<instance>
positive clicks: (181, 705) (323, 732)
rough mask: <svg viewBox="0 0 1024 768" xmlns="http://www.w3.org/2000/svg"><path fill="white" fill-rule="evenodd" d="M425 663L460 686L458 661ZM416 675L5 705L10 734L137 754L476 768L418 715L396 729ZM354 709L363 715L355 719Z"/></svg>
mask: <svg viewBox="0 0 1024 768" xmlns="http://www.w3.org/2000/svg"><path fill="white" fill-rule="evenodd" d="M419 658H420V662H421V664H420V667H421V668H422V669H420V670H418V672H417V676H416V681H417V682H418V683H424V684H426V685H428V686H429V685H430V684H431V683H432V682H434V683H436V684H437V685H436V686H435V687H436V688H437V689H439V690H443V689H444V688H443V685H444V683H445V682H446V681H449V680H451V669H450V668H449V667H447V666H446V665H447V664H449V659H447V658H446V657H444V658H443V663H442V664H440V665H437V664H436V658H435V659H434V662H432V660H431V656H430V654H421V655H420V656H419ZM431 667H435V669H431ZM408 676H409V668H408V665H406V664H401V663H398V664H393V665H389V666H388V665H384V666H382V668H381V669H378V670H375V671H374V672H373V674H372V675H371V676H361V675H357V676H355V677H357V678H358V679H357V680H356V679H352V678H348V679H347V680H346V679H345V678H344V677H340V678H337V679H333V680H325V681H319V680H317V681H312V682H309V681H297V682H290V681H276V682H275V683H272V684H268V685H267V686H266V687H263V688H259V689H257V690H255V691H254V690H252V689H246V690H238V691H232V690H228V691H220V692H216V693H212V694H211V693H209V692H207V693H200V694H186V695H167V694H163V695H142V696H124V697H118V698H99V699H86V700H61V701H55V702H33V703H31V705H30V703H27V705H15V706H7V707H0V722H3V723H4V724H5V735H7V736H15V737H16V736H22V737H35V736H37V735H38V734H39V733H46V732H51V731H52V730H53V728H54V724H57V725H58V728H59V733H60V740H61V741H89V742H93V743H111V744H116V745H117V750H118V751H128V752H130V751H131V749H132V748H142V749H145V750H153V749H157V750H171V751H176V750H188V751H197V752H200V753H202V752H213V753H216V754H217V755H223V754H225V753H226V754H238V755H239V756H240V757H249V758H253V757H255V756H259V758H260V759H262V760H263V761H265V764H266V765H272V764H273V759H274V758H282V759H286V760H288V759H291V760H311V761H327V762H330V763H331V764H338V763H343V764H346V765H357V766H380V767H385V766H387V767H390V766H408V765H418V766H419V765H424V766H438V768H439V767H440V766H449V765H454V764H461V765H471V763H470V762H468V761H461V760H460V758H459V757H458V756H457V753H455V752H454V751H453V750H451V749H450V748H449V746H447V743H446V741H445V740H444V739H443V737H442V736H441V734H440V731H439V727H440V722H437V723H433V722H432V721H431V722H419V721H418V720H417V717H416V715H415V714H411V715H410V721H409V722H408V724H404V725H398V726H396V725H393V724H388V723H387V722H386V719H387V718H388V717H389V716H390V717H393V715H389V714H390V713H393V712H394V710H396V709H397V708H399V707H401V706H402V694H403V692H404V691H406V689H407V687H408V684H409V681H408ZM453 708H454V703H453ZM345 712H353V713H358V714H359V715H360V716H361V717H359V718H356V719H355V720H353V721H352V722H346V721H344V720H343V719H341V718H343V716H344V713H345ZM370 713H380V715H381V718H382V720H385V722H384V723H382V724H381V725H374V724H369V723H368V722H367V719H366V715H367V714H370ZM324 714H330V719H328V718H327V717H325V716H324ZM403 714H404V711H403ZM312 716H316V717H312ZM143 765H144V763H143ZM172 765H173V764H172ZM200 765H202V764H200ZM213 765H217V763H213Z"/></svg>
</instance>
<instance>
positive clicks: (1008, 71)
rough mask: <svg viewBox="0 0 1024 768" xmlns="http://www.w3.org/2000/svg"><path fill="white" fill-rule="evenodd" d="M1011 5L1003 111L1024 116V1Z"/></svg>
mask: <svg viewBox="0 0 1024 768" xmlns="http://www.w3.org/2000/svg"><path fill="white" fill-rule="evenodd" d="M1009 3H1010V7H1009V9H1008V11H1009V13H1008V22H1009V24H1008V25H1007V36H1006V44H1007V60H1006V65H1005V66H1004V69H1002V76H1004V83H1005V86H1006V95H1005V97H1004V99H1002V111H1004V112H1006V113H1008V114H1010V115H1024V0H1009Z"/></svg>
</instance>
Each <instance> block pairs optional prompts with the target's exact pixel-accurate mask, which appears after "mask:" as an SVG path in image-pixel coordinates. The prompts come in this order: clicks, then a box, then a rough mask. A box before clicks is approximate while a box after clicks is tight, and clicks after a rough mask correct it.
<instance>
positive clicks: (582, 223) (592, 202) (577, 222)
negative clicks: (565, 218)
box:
* * * * * * *
§ **Exercise details**
Can you write out the data again, starting at its beginning and ending at the line that contains "663L460 686L458 661ZM416", substituting "coarse mask" for "rough mask" and leaving everything else unchanged?

§ **Exercise result**
<instance>
positive clicks: (181, 705) (323, 732)
coarse mask: <svg viewBox="0 0 1024 768" xmlns="http://www.w3.org/2000/svg"><path fill="white" fill-rule="evenodd" d="M425 663L460 686L458 661ZM416 675L5 705L10 734L137 754L476 768L418 715L396 729ZM354 709L363 715L355 719Z"/></svg>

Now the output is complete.